Records for this task START
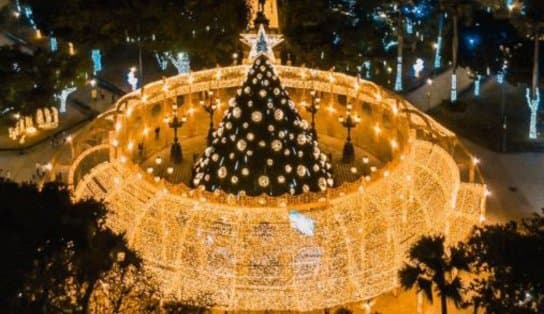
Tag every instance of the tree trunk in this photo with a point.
(444, 304)
(140, 58)
(87, 298)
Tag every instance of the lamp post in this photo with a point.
(350, 121)
(211, 106)
(313, 108)
(176, 154)
(429, 93)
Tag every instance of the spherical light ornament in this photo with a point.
(301, 170)
(276, 145)
(264, 181)
(222, 172)
(278, 114)
(322, 182)
(241, 145)
(237, 112)
(256, 116)
(301, 139)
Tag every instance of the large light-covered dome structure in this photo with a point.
(311, 250)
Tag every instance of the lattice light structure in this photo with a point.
(245, 252)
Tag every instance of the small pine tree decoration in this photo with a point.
(262, 146)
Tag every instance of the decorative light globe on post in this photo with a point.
(259, 219)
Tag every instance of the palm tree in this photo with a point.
(431, 266)
(535, 25)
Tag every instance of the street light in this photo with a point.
(429, 92)
(350, 121)
(210, 107)
(313, 108)
(176, 154)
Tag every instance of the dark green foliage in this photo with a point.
(509, 259)
(310, 28)
(28, 82)
(56, 250)
(430, 266)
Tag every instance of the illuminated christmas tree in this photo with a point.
(263, 146)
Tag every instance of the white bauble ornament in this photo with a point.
(256, 116)
(237, 112)
(222, 172)
(278, 114)
(276, 145)
(322, 182)
(264, 181)
(301, 139)
(301, 170)
(241, 145)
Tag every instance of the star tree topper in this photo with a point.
(261, 44)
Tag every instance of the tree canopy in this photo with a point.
(28, 82)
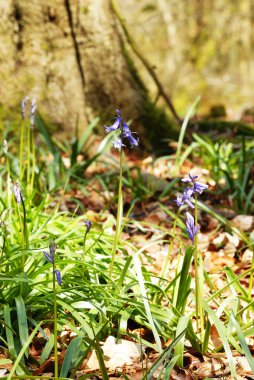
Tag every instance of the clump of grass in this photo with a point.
(103, 289)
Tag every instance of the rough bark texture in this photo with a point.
(68, 54)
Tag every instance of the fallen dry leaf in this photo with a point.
(116, 354)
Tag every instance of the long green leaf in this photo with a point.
(223, 335)
(73, 347)
(22, 321)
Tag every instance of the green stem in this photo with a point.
(22, 239)
(84, 246)
(198, 263)
(119, 214)
(251, 275)
(33, 159)
(55, 323)
(21, 147)
(28, 157)
(166, 262)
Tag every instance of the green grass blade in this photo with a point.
(243, 343)
(22, 351)
(137, 265)
(223, 335)
(22, 321)
(179, 347)
(47, 349)
(73, 347)
(9, 331)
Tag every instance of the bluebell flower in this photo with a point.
(191, 178)
(23, 106)
(58, 277)
(185, 198)
(88, 225)
(17, 193)
(191, 228)
(116, 125)
(49, 258)
(51, 255)
(118, 144)
(32, 111)
(128, 135)
(199, 187)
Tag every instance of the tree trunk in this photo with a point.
(68, 53)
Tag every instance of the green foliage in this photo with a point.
(103, 295)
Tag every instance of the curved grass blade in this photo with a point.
(22, 322)
(73, 347)
(223, 335)
(22, 351)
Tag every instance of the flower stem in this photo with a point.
(166, 262)
(119, 214)
(198, 263)
(33, 159)
(55, 323)
(28, 157)
(21, 147)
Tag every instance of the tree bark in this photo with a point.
(69, 55)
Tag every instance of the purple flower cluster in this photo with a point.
(187, 197)
(18, 193)
(125, 132)
(191, 228)
(88, 225)
(51, 259)
(32, 109)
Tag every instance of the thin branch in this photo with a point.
(145, 62)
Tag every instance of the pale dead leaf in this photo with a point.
(244, 222)
(116, 354)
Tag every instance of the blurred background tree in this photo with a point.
(75, 56)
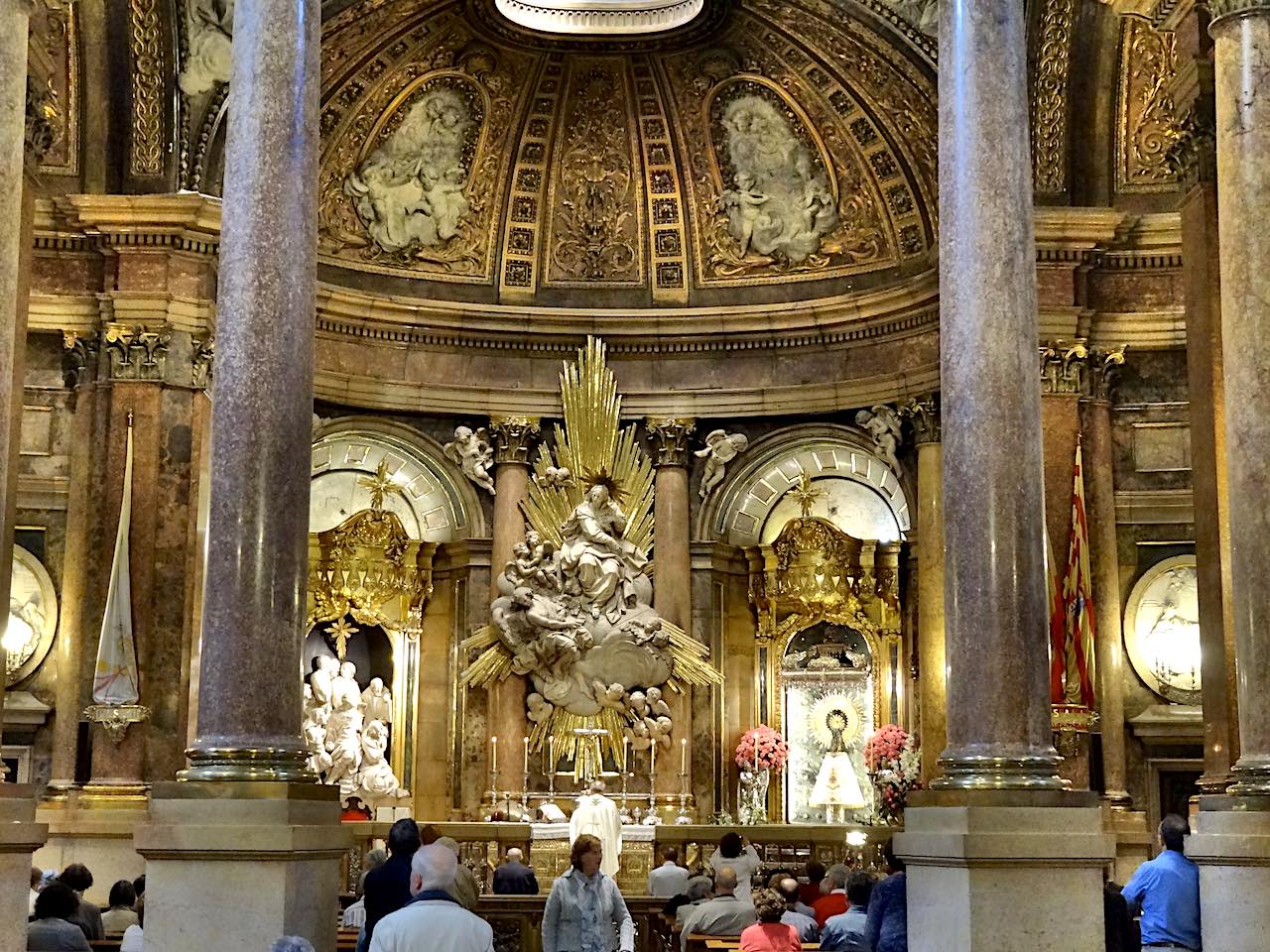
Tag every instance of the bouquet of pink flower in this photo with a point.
(765, 744)
(894, 763)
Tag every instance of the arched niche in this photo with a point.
(435, 503)
(864, 497)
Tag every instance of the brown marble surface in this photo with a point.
(993, 537)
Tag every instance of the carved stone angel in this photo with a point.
(719, 451)
(471, 451)
(881, 422)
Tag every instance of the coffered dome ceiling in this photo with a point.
(772, 151)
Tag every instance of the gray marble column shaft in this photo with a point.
(14, 27)
(1241, 53)
(262, 404)
(998, 720)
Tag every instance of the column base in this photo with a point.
(989, 871)
(1230, 846)
(19, 837)
(270, 852)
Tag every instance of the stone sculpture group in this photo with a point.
(345, 730)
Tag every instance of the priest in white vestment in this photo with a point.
(597, 815)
Records for this task END
> **What the task requires**
Reproduce the listing word for word, but keep the pictures out of it.

> **Exercise output**
Tag every instance of the tree trunk in this photo with a point.
(444, 304)
(140, 58)
(87, 298)
Tag every instance of the lamp post in this photo with a point.
(350, 121)
(211, 106)
(313, 108)
(176, 154)
(429, 93)
Tag every instance of the spherical light ornament in this photo with a point.
(301, 170)
(276, 145)
(264, 181)
(222, 172)
(278, 114)
(322, 182)
(241, 145)
(237, 112)
(256, 116)
(301, 139)
Tag every instance of the large light-covered dome structure in this photo with a point.
(311, 250)
Tag every instance of the lattice light structure in this photo with a point.
(245, 252)
Tag every instance of the small pine tree decoration in this photo with a point.
(262, 146)
Tag every instance of the decorative light globe on post in this photo with a point.
(259, 219)
Tag every instance of the palm tree in this photo with a point.
(431, 266)
(535, 25)
Tag every instance of the street light in this photo with a point.
(429, 92)
(350, 121)
(210, 107)
(313, 108)
(176, 154)
Tag every instance of the dark green foliage in this photo with a point.
(509, 259)
(310, 28)
(28, 82)
(56, 250)
(430, 266)
Tag every instance of the illuminated christmas tree in this photo with a point.
(263, 146)
Tag every instance of the white bauble ornament in this photo with a point.
(256, 116)
(237, 112)
(222, 172)
(278, 114)
(276, 145)
(322, 182)
(264, 181)
(301, 139)
(301, 170)
(241, 145)
Tag every instance of the star tree topper in this photo with a point.
(261, 44)
Tag every instance of the tree canopy in this photo with a point.
(28, 82)
Tag every instance of the clump of grass in this photo with a point.
(103, 289)
Tag every instance of the rough bark texture in this photo with a point.
(68, 54)
Tag every instance of the fallen dry leaf in this photo with a point.
(116, 354)
Tag every instance of the long green leaf in this photo with a point.
(223, 335)
(73, 347)
(22, 321)
Tag every instance of the green stem in this photo with a point.
(22, 239)
(84, 246)
(198, 263)
(119, 214)
(251, 275)
(33, 159)
(55, 323)
(21, 147)
(28, 157)
(166, 262)
Tag every instance of the green grass blade in this photo with a point.
(243, 343)
(22, 351)
(137, 265)
(223, 335)
(22, 321)
(179, 347)
(47, 349)
(73, 347)
(9, 331)
Tag every instance of the bluebell flower in this photo with a point.
(191, 178)
(23, 106)
(58, 277)
(185, 198)
(88, 225)
(17, 193)
(191, 228)
(116, 125)
(49, 258)
(51, 255)
(118, 144)
(32, 111)
(128, 135)
(199, 187)
Tag every instance of the tree trunk in this photo with a point.
(68, 53)
Tag every instance of the green foliage in this photo with a point.
(103, 295)
Tag every instance of the curved grass blade in this photo with a point.
(22, 322)
(73, 347)
(223, 335)
(22, 351)
Tag every instance of the flower stem in this photo with a point.
(166, 262)
(119, 214)
(198, 263)
(33, 159)
(55, 323)
(28, 157)
(21, 147)
Tag every instance of the tree bark in this photo with a point.
(69, 55)
Tag every instance of the purple flower cluster in this photo with a point.
(187, 197)
(18, 193)
(125, 132)
(191, 228)
(88, 225)
(51, 259)
(32, 109)
Tag every instance of the thin branch in this photo with a point.
(145, 62)
Tag every instance of the pale dead leaf in this photo with a point.
(244, 222)
(116, 354)
Tag every instance of the blurred background tree in this photo with a point.
(75, 56)
Tag every instance of the bouquet of pink flower in this photo with a point.
(765, 744)
(894, 763)
Tag every instance of the arched niche in this photo with a point.
(435, 503)
(864, 497)
Tag every instance of the brown marble surface in this photo with a point.
(993, 537)
Tag every instance of the carved stone angel in this photo with a point.
(719, 451)
(471, 451)
(881, 422)
Tag every instance of the coffered dome ceiling in this photo with a point.
(772, 151)
Tag every instance of the gray marble column shaft in this photo with a point.
(14, 27)
(1241, 53)
(262, 404)
(998, 720)
Tag every instance of the column base in this photo with a point.
(989, 871)
(1230, 846)
(19, 837)
(270, 852)
Tag every instance of the stone sculpture group in this photo with a point.
(345, 730)
Tag every instance of the priest in white vestment in this photo with a point.
(597, 815)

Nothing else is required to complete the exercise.